(Recorded data):
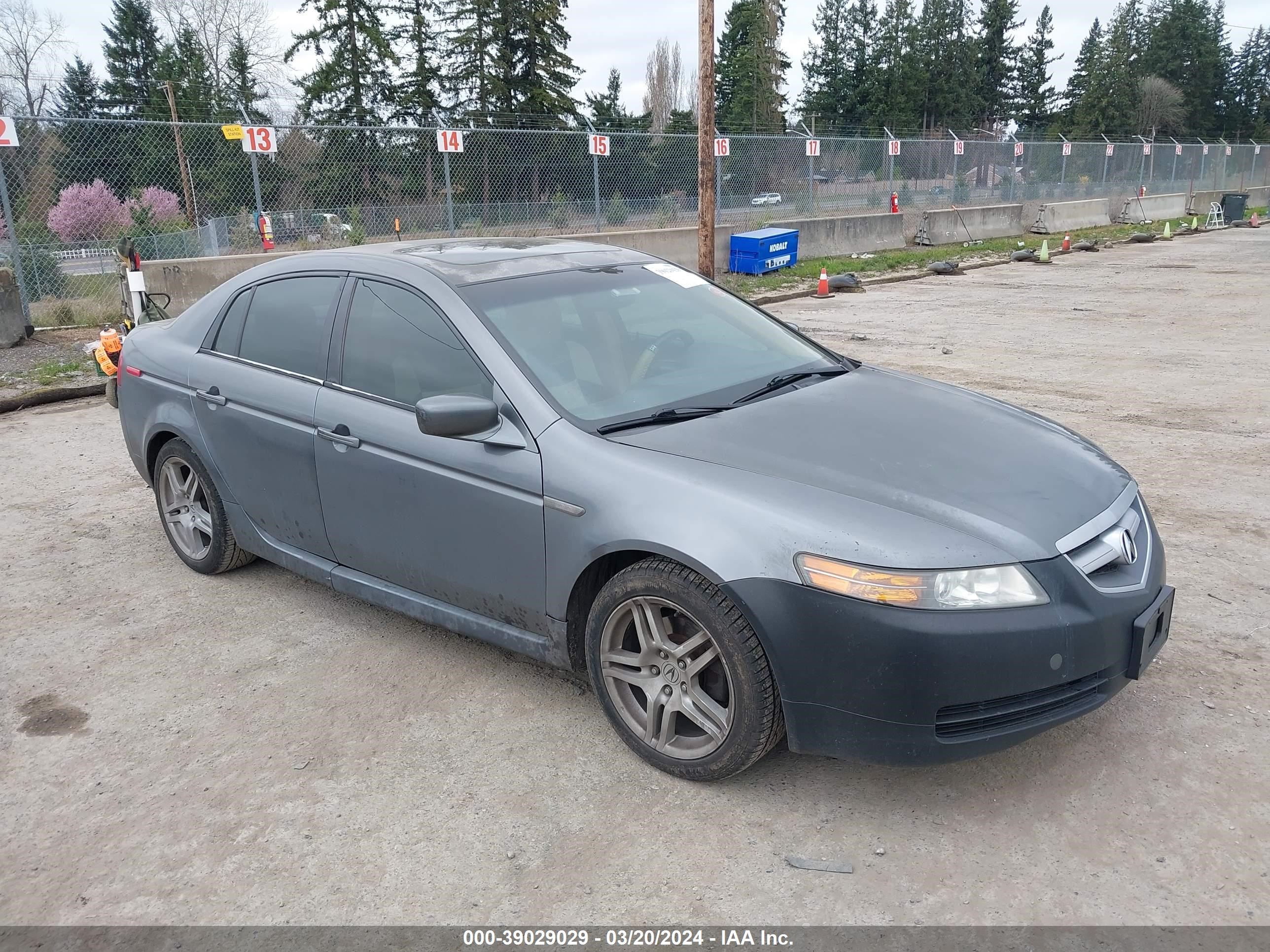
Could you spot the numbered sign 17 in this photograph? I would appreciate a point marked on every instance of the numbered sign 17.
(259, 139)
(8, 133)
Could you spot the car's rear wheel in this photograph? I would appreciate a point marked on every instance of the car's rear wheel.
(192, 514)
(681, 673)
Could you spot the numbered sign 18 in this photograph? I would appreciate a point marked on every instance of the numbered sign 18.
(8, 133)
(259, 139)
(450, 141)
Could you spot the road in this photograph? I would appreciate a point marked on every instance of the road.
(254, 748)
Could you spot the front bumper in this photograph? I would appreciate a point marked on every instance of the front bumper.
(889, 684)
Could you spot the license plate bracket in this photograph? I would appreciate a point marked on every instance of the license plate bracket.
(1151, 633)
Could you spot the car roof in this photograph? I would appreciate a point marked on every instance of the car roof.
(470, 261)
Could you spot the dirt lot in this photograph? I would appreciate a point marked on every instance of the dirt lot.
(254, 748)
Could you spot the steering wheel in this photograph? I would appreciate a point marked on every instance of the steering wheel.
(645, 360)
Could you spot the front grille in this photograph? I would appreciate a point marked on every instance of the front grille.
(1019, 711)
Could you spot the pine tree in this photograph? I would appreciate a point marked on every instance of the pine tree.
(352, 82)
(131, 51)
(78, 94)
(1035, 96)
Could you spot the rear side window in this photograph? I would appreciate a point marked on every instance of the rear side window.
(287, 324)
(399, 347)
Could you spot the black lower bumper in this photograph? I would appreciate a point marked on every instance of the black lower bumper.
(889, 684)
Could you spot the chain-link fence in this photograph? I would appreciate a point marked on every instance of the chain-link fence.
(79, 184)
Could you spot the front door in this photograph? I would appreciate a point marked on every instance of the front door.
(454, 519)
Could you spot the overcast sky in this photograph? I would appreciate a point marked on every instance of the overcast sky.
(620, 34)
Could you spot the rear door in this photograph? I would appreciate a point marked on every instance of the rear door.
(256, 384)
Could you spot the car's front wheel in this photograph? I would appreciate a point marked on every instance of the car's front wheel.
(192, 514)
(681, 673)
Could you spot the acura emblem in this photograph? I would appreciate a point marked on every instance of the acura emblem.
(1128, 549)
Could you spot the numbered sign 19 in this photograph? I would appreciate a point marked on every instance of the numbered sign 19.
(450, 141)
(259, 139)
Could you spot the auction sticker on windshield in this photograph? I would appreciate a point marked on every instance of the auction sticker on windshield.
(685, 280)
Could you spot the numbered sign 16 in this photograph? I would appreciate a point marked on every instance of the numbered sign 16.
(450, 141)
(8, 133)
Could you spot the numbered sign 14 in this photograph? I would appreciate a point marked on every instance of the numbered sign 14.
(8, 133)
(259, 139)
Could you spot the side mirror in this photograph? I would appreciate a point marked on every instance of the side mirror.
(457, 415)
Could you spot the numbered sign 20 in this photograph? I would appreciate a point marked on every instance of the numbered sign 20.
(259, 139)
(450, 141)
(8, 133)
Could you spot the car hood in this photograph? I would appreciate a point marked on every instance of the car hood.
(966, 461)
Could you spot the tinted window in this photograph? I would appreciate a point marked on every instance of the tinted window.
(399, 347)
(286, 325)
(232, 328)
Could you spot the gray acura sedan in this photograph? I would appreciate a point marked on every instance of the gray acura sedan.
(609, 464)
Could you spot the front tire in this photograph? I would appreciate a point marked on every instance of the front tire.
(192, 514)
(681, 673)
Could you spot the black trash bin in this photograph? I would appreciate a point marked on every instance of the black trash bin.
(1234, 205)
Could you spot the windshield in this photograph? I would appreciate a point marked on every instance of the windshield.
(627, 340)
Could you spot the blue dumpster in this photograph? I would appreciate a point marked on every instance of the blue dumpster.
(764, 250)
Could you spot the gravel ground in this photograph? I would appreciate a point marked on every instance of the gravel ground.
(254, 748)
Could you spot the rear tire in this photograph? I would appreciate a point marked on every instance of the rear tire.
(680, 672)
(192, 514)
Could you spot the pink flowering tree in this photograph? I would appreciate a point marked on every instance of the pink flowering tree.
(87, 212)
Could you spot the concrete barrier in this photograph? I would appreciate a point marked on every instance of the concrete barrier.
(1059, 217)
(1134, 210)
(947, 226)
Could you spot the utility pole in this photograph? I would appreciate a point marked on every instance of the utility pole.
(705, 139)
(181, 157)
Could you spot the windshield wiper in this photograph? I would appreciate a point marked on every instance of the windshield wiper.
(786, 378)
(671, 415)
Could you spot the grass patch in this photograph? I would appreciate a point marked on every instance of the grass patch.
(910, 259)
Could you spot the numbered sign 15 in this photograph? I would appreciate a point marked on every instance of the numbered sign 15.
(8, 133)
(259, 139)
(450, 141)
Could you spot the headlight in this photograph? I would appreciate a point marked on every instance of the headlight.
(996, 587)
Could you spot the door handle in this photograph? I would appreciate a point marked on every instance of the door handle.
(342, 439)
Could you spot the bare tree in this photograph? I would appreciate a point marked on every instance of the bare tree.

(TASK TO CARRY OUT):
The expected output is every line of the data, unchanged, with the pictures skipped.

(RESULT FOR THIS TASK):
Could you spot the numbered sign 17 in this photograph? I would appreciate a point marked on every instance of the numbered sign 17.
(259, 139)
(8, 133)
Could you spot the car's rear wheel in this photograph? I would appreciate a point marked on every instance of the car's rear wheel.
(192, 514)
(681, 673)
Could you spot the numbered sign 18 in this photograph? I would appreciate a point marked on every instance of the numbered sign 18.
(8, 133)
(259, 139)
(450, 141)
Could you spot the road in this photograph? I would appreciate a point marked on every instance of the road.
(254, 748)
Could you spot the front bumper in this photograph? I would appreciate a point marked on every instance of the front bumper.
(889, 684)
Could you spot the license plate bracket in this photograph? I would appreciate a point marked on every instance of the license plate bracket.
(1151, 633)
Could you spot the car roof in this photograph? I would appreciate a point marked on every instance of the car roof.
(470, 261)
Could you spot the dirt lot in this photograph? I would appreciate a point marked on every instance of the dirt lot.
(254, 748)
Could you spot the steering wheel in this photograph? I would appreciate a point marked on every instance of the steering wheel.
(645, 360)
Could you spot the front grille in this photograph? I would appreciate a point marked on every instance of the front grille.
(1019, 711)
Could you spot the pine tree in this photograph? I would appreciate a point marked on every instance of the pine tree.
(352, 82)
(131, 51)
(78, 94)
(1035, 96)
Could you spot the rear side window in this photograph? I would appreciate a point marked on every instance of the rear side window.
(287, 324)
(399, 347)
Could you spot the black lower bumper in this photograph? I would appreciate a point marked on every instance of the black lower bumper.
(889, 684)
Could you spot the chain-link fence in this photograph? I would appreciate a point marked on every instance of the chain-link fence.
(79, 184)
Could you spot the front door in this photograph? I would appreciate a point marked on every instance of the front door.
(454, 519)
Could you spot the overcast sky in this photograph? I would appreciate a point marked on every instance of the overcast sky.
(620, 34)
Could you spot the rear door in this photograph? I would appreciate a point marked on every instance of the rear door.
(256, 384)
Could you spot the car's front wheel in this photograph? I would appreciate a point marked on every instance of the car's front wheel.
(192, 514)
(681, 673)
Could you spot the acura emblem in this photograph? I would appreciate a point marked on every instance of the acura emblem.
(1128, 549)
Could you spot the numbered sign 19 in this photograph? I would appreciate a point marked on every instance of the numbered sign 19.
(450, 141)
(259, 139)
Could you spot the auction sticker on windshield in this photograph? I would appreciate a point marked on every instance of the auction sticker on windshield.
(685, 280)
Could you spot the numbered sign 16 in this photograph? I would appreciate a point marked on every instance of the numbered sign 16.
(450, 141)
(8, 133)
Could you spot the numbered sign 14 in this photograph? I would appreciate a point marked on every instance of the numbered sign 14.
(8, 133)
(259, 139)
Could you spot the side mirror in this photograph? I would appreciate a point marked on every instance of the side mirror.
(457, 415)
Could you spot the numbered sign 20 in this photograph? I would appreciate a point marked on every instance of the numbered sign 20.
(259, 139)
(450, 141)
(8, 133)
Could you spot the car hood in this photograph? I would appreciate a point marked on every instance of the car hood.
(966, 461)
Could you spot the tinted window in this photograph? I would appreciate a point marked on every instance of the tinted window.
(399, 347)
(286, 325)
(232, 328)
Could you spot the gray acura sedan in this photograph? I would appreciate a point marked on every instance of the gray acura sedan.
(609, 464)
Could you spot the front tire in this photograph? I would appreciate a point marked on every instance of the front tire.
(192, 514)
(681, 673)
Could you spot the black trash bin in this photograph? I would appreciate a point marked on every instance of the black trash bin.
(1234, 205)
Could you spot the windshield in this photograph? I would appreciate a point marked on every instance of the windshield.
(627, 340)
Could you spot the blue dumpster in this photograph? I would appreciate a point marked on every instance of the blue dumpster.
(764, 250)
Could you spot the gravel ground in this photograph? I would appreciate a point marked on every instance of the gravel ground.
(254, 748)
Could you spot the rear tire in this photograph? I would appreciate a point marked on every instance of the rear tire.
(680, 672)
(192, 514)
Could you spot the pink flowering tree in this photograph? I would appreciate a point marked on every instance of the pink flowering tree.
(87, 212)
Could you spot the concrete barrier in this photograph? I would appreciate a point marked on every instance of the concrete barrier.
(1059, 217)
(1134, 210)
(947, 226)
Could you spot the utility pole in this photograph? I would appreciate a point marked on every instance of the utility pole.
(705, 139)
(181, 157)
Could you spot the windshield wiper in this photograph? I would appreciate a point marked on every instance of the windshield wiper.
(786, 378)
(671, 415)
Could you spot the grass patch in this photograph? I would appreciate a point marked on every instance of the grass patch.
(910, 259)
Could you spot the numbered sign 15 in this photograph? I would appreciate a point marked on every instance of the numbered sign 15.
(8, 133)
(259, 139)
(450, 141)
Could you spot the headlight in this photograph? I would appreciate a point marked on every instance of the headlight.
(996, 587)
Could you spot the door handle in this photograph? I would appreciate a point marked on every instance of the door handle.
(342, 439)
Could you spot the bare tree in this photograph? I would appreciate a point marked on every instance of the bare tree.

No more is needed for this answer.